EXERCISE AIM: A line below contains "Please find: man's nose", and a later one contains "Please find: blue patterned robe". Repeat both, with every line between them, exactly.

THE RECORDS:
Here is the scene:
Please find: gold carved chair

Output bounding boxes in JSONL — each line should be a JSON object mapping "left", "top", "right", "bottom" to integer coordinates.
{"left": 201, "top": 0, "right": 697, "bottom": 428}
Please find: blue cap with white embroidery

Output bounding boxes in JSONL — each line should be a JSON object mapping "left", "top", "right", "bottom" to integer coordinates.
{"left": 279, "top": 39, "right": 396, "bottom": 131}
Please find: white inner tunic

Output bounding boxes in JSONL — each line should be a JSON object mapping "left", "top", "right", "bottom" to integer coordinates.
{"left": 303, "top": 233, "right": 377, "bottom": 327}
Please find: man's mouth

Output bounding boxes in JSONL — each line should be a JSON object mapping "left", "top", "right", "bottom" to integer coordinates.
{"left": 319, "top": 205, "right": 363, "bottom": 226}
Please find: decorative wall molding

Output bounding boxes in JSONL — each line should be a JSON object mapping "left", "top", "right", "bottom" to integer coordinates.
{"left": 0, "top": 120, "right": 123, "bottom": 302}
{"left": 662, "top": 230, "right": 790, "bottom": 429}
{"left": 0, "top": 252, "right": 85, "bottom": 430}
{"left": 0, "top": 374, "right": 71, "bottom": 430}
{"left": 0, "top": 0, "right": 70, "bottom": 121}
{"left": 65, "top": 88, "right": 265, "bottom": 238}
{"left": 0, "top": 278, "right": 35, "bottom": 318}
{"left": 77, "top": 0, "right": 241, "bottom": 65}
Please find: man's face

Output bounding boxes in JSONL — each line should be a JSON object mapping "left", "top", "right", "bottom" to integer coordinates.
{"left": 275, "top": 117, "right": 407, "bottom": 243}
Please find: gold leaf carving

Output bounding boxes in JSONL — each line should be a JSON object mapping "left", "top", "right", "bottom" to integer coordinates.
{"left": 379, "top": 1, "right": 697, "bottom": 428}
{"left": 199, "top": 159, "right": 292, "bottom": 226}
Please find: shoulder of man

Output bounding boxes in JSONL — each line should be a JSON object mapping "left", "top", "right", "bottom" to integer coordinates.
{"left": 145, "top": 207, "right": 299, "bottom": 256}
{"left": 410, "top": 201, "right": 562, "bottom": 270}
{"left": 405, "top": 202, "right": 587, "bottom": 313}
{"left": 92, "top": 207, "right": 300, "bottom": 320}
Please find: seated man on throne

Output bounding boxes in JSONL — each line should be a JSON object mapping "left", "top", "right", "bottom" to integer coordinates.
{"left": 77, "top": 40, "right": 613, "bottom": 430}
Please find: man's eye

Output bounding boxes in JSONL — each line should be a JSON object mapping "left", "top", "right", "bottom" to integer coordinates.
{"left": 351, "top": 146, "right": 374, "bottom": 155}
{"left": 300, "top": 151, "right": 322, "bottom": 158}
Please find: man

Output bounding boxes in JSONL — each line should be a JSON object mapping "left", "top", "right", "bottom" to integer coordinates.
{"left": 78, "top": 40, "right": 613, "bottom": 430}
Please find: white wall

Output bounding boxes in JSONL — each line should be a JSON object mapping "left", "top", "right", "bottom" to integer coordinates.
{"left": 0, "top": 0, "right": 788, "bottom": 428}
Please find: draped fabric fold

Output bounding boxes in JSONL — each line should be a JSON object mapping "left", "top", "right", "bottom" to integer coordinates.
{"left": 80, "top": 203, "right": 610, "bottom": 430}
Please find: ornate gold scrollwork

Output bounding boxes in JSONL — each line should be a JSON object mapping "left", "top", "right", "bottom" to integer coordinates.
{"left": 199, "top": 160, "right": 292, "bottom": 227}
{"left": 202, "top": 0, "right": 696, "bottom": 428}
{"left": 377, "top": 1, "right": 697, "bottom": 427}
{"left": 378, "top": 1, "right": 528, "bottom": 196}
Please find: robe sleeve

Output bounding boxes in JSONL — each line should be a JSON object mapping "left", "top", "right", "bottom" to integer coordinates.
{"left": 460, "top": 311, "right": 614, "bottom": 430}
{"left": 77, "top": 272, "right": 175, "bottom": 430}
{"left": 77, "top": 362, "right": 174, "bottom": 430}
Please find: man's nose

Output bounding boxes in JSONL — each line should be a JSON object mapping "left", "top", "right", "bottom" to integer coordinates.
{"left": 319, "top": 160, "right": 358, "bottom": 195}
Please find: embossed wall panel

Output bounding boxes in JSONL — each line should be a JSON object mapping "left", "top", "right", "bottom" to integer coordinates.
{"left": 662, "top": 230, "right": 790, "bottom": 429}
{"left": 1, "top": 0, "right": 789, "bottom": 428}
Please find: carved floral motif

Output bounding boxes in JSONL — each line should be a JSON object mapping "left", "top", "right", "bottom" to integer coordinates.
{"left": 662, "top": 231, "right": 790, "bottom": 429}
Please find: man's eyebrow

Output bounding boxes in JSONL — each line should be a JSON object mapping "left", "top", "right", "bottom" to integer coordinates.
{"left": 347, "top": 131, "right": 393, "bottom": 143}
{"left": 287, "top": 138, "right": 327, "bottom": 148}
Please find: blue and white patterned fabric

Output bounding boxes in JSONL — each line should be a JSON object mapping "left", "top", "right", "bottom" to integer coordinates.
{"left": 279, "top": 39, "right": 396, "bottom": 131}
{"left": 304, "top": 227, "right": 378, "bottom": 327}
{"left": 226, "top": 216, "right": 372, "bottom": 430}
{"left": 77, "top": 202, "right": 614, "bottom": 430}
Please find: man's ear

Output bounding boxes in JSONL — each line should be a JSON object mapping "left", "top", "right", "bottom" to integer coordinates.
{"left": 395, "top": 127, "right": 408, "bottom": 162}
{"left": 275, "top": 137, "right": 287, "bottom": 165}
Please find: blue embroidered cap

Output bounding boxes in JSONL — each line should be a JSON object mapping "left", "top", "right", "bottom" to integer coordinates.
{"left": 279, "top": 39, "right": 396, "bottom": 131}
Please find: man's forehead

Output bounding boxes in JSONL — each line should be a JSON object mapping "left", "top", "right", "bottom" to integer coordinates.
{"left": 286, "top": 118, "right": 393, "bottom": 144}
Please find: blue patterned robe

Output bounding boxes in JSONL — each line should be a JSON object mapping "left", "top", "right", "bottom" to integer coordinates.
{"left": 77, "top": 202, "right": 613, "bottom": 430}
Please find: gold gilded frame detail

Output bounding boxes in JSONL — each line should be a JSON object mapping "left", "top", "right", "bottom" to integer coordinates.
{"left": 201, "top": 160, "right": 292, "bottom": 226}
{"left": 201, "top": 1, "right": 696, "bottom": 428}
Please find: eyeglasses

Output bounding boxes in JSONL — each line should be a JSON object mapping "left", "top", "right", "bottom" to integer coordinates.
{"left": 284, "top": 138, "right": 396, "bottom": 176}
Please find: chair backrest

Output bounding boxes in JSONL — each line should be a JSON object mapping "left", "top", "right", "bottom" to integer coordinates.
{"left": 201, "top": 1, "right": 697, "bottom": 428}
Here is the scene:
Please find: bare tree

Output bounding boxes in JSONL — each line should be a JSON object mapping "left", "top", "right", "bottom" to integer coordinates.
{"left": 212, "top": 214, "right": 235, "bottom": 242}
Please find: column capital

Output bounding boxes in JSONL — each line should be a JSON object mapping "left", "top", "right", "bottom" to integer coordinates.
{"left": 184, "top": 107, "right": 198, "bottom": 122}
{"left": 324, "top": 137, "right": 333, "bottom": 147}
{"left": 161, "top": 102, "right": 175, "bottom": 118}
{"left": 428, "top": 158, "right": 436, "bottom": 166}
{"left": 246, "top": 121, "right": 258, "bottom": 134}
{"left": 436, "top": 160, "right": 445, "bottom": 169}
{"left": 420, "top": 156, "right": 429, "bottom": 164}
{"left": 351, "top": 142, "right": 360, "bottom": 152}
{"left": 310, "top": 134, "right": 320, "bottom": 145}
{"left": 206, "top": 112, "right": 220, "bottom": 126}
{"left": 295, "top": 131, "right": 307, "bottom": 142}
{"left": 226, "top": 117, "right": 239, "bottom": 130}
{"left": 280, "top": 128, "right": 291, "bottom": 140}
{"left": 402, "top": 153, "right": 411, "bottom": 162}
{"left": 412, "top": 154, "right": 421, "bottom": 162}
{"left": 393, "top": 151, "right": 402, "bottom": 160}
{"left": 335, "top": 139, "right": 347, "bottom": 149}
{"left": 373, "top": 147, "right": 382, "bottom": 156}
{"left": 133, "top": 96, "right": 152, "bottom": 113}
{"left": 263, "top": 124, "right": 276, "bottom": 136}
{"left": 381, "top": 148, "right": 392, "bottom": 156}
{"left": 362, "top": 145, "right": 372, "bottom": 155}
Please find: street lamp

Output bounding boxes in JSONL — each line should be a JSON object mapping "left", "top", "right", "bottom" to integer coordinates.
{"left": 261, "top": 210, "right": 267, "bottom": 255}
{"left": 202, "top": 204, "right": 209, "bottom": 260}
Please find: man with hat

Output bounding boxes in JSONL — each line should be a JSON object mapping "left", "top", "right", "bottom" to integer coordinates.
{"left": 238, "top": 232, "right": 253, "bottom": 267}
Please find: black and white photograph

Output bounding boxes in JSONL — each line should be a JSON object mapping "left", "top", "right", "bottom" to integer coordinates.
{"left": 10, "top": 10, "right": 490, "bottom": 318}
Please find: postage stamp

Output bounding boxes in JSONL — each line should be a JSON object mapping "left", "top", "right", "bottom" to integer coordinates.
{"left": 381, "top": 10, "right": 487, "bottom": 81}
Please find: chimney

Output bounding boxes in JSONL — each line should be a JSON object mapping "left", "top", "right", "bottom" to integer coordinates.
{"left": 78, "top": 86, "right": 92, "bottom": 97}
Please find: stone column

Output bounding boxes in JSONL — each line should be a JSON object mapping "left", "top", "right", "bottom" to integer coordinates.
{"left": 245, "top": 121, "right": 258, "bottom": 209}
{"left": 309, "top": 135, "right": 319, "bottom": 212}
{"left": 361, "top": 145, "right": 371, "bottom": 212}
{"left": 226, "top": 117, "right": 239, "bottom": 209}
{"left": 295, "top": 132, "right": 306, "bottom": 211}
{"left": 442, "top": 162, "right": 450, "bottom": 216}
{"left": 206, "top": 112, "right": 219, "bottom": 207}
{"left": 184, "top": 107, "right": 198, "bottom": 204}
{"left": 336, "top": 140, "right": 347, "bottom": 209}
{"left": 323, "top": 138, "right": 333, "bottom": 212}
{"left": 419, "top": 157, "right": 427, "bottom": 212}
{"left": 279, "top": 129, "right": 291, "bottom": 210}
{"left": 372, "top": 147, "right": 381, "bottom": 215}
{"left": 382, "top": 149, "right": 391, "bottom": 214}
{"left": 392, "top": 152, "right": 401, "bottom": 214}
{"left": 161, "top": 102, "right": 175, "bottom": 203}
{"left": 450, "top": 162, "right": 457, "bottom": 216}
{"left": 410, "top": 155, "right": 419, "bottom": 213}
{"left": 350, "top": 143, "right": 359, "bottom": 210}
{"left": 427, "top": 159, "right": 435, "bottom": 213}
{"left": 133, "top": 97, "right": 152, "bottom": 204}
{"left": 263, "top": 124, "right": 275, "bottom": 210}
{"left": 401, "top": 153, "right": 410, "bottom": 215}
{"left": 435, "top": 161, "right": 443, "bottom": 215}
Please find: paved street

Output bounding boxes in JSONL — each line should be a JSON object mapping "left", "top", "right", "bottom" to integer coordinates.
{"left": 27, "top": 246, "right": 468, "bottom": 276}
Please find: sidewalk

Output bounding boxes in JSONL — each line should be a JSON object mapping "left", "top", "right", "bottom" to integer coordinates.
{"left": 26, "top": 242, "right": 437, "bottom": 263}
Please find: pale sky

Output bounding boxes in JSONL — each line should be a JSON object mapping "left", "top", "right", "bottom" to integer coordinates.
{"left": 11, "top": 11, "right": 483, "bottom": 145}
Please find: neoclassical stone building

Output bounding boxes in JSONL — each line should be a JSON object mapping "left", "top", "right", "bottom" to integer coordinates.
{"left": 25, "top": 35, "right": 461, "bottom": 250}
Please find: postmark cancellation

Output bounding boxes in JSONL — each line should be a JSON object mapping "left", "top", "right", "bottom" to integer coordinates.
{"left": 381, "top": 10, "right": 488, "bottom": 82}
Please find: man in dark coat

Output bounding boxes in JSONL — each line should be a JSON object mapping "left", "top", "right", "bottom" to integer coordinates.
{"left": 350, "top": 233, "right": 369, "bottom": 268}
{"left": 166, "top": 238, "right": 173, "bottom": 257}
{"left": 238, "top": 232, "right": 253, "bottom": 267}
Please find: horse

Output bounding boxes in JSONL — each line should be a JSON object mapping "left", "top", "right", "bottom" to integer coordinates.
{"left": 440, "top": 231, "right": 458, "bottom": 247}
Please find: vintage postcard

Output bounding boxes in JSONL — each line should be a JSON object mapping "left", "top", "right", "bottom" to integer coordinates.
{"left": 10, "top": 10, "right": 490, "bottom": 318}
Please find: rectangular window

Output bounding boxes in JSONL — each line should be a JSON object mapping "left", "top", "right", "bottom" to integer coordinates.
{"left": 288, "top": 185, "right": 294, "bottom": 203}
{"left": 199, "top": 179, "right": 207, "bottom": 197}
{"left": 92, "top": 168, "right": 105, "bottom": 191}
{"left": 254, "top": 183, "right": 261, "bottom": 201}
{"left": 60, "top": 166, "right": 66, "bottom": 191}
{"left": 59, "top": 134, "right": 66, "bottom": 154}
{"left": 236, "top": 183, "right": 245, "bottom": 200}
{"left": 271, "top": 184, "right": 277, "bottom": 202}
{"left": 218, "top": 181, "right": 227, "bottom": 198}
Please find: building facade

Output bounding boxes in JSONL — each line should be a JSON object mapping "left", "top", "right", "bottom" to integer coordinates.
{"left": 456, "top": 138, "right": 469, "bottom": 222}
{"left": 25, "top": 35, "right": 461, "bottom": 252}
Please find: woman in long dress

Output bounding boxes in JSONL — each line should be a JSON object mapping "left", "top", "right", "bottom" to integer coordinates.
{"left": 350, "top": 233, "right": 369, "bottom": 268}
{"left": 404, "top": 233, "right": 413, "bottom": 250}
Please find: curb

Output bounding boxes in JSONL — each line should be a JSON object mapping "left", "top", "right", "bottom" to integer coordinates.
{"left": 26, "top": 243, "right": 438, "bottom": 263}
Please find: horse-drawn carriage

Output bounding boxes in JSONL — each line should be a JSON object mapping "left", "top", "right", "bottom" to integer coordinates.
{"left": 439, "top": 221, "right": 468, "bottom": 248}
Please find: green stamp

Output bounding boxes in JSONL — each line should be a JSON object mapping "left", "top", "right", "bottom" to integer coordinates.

SOLUTION:
Please find: man's nose

Output bounding boxes in JSONL — each line should be a JSON object mapping "left", "top", "right", "bottom" to integer coordinates.
{"left": 319, "top": 160, "right": 358, "bottom": 195}
Please find: embossed wall panel

Output bounding boxes in JSONL — each line should be a JSON object mapping "left", "top", "right", "bottom" to integer coordinates.
{"left": 662, "top": 230, "right": 790, "bottom": 429}
{"left": 1, "top": 0, "right": 789, "bottom": 428}
Please find: carved floral motif

Output bounding boxes in JSONL — each line should be a JSON object mapping "left", "top", "right", "bottom" to integer coordinates.
{"left": 662, "top": 231, "right": 790, "bottom": 429}
Please find: man's eyebrow

Output bounding boxes in JSONL — each line should be a JSON object mapping "left", "top", "right", "bottom" to integer coordinates.
{"left": 347, "top": 131, "right": 393, "bottom": 143}
{"left": 287, "top": 138, "right": 327, "bottom": 148}
Please find: blue and white patterned fabric

Output bounding boxes in JSONL — each line should be a JSON object mapping "left", "top", "right", "bottom" to integer coordinates.
{"left": 279, "top": 39, "right": 396, "bottom": 131}
{"left": 304, "top": 227, "right": 378, "bottom": 327}
{"left": 226, "top": 216, "right": 372, "bottom": 430}
{"left": 77, "top": 202, "right": 614, "bottom": 430}
Please find: man's ear

Output bounding boxes in JSONL — each line should be a JSON object mapping "left", "top", "right", "bottom" to integer coordinates.
{"left": 395, "top": 127, "right": 408, "bottom": 162}
{"left": 275, "top": 137, "right": 287, "bottom": 165}
Please find: blue embroidered cap

Output bounding boxes in JSONL — each line should be a JSON object mapping "left", "top", "right", "bottom" to integer coordinates.
{"left": 279, "top": 39, "right": 396, "bottom": 131}
Please find: man's forehead

Output bounding boxes in JSONL — each line should be a JSON object mapping "left", "top", "right", "bottom" to integer coordinates.
{"left": 286, "top": 118, "right": 393, "bottom": 144}
Please find: blue patterned robe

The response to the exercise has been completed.